▶ **PAGE TEXT**:
------------------------------------------------------------

Can you explain this a bit more.
No more than I do above.
Prop 5 applies to any function,
including the function in Prop 4.
Prop 5 says: given a function f:S->P(S), we can construct a set A_f, THAT
DEPENDS ON f, with the property that f(x)=/=A_f for any x in S.
Prop 4 says: if S is not empty, then given an element p in P(S), we
can construct a function g(p):S->P(S) (which I will call
g(p) to emphasize the separation between Prop 4 and 5), such that p is
in the range of g; that is, there exists s in S such that g(s)=q.
So, take a function f. Apply Prop. 5 to obtain the set A_f in
P(S). Now apply Prop. 4 to the set A_f to obtain a NEW function (not
necessarily equal to the f you started with), g(A_f):S->P(S), such
that there exists s in S for which g(A_f)(s) = A_f.

------------------------------------------------------------

▶ **WRITTEN PROBLEM**: Can you write what follows the last sentence of the post on Props 4 and 5? The records are unrelated to the post on Props 4 and 5.

------------------------------------------------------------

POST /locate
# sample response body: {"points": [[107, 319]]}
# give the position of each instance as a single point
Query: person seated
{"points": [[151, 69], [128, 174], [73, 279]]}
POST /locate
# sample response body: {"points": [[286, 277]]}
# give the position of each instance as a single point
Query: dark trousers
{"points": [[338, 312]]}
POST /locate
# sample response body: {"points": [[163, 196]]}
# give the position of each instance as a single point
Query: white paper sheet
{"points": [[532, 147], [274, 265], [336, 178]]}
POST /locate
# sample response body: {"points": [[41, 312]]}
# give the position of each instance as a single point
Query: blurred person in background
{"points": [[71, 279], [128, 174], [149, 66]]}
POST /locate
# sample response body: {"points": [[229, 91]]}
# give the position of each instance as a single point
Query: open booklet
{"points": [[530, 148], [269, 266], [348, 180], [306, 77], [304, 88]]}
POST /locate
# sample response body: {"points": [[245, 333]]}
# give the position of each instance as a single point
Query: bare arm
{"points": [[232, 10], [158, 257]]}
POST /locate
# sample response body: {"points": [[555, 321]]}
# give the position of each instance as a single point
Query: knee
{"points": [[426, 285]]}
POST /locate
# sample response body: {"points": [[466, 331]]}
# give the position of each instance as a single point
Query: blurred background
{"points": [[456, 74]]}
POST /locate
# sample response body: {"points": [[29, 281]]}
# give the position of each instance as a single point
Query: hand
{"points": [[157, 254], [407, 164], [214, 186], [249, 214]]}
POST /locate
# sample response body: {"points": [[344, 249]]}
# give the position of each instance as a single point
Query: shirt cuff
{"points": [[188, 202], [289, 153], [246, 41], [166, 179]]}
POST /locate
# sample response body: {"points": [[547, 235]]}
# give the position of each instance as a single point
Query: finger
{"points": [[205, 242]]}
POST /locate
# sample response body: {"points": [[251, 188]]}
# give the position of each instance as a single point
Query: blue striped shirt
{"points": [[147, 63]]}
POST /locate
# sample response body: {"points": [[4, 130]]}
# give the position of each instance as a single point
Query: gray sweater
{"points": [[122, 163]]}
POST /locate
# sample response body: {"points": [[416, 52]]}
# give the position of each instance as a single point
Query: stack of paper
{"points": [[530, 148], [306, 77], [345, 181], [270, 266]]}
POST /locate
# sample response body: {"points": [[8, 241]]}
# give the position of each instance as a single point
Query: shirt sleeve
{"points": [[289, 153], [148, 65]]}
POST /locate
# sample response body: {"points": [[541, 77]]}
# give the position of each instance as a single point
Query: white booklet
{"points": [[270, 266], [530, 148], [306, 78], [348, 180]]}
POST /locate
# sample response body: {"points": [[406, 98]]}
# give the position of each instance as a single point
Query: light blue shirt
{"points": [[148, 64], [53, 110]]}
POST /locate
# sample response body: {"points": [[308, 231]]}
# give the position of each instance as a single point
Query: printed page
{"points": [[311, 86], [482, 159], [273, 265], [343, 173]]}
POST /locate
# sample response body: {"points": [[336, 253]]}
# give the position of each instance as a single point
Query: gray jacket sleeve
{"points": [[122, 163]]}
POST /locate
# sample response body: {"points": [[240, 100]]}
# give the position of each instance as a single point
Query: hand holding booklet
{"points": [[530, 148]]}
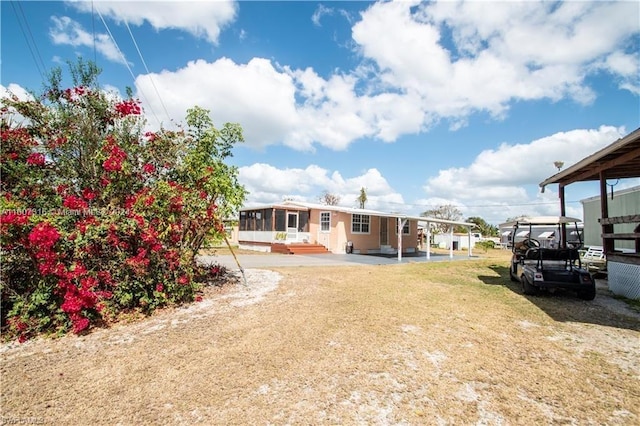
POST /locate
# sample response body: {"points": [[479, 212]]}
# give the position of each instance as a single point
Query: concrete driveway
{"points": [[267, 260]]}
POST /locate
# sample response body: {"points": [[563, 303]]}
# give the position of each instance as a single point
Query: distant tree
{"points": [[329, 199], [362, 198], [515, 218], [486, 229], [446, 212]]}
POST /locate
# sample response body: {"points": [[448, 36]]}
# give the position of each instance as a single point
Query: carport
{"points": [[620, 160]]}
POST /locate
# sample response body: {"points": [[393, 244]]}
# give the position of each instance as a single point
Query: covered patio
{"points": [[620, 160]]}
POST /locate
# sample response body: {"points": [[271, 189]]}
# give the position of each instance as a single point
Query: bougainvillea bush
{"points": [[101, 216]]}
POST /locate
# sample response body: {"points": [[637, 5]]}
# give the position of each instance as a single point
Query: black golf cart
{"points": [[553, 265]]}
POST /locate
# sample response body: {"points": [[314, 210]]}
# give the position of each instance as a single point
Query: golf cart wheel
{"points": [[527, 287], [589, 294], [512, 274]]}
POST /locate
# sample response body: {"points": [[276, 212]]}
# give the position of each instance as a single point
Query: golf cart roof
{"points": [[542, 220]]}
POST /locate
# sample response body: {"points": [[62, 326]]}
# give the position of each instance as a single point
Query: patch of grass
{"points": [[632, 303], [417, 343]]}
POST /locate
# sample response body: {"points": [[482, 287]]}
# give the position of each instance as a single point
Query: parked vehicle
{"points": [[547, 269]]}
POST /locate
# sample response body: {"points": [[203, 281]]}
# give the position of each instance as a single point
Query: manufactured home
{"points": [[297, 227]]}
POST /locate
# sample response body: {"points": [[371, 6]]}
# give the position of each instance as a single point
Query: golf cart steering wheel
{"points": [[531, 243]]}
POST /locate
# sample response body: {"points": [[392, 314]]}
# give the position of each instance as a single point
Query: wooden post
{"points": [[563, 212], [607, 243]]}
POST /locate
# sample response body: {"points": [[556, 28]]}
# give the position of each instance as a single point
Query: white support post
{"points": [[400, 225], [428, 240]]}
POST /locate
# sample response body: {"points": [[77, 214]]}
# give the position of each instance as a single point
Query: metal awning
{"points": [[619, 160]]}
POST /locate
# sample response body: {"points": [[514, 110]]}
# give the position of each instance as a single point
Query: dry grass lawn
{"points": [[438, 343]]}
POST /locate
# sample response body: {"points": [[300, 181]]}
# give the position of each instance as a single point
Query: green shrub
{"points": [[100, 216]]}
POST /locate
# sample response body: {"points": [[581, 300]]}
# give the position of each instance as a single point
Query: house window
{"points": [[325, 221], [360, 223], [281, 221], [405, 228]]}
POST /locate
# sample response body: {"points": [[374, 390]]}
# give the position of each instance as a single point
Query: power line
{"points": [[30, 40], [126, 64], [483, 205], [147, 69]]}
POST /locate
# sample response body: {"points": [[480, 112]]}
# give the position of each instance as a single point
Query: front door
{"points": [[384, 232], [292, 226]]}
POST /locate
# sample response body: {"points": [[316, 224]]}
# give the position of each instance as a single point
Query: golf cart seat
{"points": [[545, 254]]}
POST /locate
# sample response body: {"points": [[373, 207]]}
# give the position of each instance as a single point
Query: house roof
{"points": [[352, 210], [541, 221], [619, 160]]}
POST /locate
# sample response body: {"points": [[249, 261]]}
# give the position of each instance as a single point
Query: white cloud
{"points": [[320, 11], [67, 31], [203, 19], [267, 184], [462, 57], [503, 183], [255, 95], [421, 65]]}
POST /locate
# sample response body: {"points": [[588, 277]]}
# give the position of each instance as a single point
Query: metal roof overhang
{"points": [[619, 160]]}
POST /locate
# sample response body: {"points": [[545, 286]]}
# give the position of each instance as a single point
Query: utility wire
{"points": [[127, 64], [37, 58], [147, 69]]}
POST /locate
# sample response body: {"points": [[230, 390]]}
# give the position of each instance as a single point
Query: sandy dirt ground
{"points": [[361, 345]]}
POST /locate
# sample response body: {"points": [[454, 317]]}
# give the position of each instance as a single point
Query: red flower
{"points": [[35, 159], [128, 107], [148, 168], [88, 194], [151, 136], [80, 325], [61, 189], [12, 218], [116, 156], [44, 236], [74, 203]]}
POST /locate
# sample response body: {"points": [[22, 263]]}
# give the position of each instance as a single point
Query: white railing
{"points": [[293, 236]]}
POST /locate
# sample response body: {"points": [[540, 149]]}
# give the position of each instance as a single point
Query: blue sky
{"points": [[421, 103]]}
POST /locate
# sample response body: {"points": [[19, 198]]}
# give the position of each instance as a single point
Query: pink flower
{"points": [[74, 203], [128, 107], [35, 159], [43, 236], [148, 168], [88, 194]]}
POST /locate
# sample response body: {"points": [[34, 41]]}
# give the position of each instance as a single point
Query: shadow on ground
{"points": [[566, 306]]}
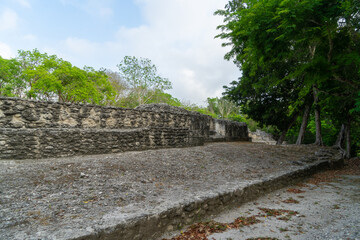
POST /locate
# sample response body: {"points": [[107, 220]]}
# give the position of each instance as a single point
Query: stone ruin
{"points": [[39, 129]]}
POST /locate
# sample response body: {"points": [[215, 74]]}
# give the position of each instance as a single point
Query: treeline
{"points": [[300, 64]]}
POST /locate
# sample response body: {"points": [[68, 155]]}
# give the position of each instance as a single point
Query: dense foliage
{"points": [[294, 54]]}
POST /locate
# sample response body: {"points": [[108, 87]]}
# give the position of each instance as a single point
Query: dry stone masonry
{"points": [[38, 129]]}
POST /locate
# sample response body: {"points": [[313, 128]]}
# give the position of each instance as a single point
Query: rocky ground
{"points": [[326, 206], [65, 198]]}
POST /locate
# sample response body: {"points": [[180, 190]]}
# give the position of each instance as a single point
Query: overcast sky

------------------------------------------------------------

▶ **IN RESPONSE**:
Can we now apply Prop 5 to g(A_f)? Yes, we can. But g(A_f) is not the
same as f, and so there is no reason to assume or suspect that
A_(g(A_f)) will be the same as A_f. In fact, it won't. Our function
g(A_f) is defined in Prop 4 as g(A_f)(s) = A_f for all s in
S. Therefore, the set A_g(A_f) is:
A_g(A_f) = { s in S : s notin A_g(A_f)(s) }
= { s in S : s notin A_f } by definition of A_g(A_f);
= S \ A_f.
That is, not only is the set you get from g(A_f) not the same as the
one you got from f, it is the COMPLEMENT of that set.
Given ~(Ef)( A_f in range(f) ) isn't
it true that ~(A_{f(s)} in range(f(s))?
Not the way you are interpreting it, which is as if A_{f(A_f)} were
equal to A_f.
Proposition 4 says:
(Ap) (p in S(p) ->
(Ef(p))(f(p):S->P(S), f(p) is a function,
and (Ex)(x in S and f(p)(x)=p )) )
Err,no.
It's the meaning of what you wrote: for every p, if p is an element of
S(p), then there exists a function f(p) from S to P(S) such that p is
in the range of f(p). That is exactly what that says.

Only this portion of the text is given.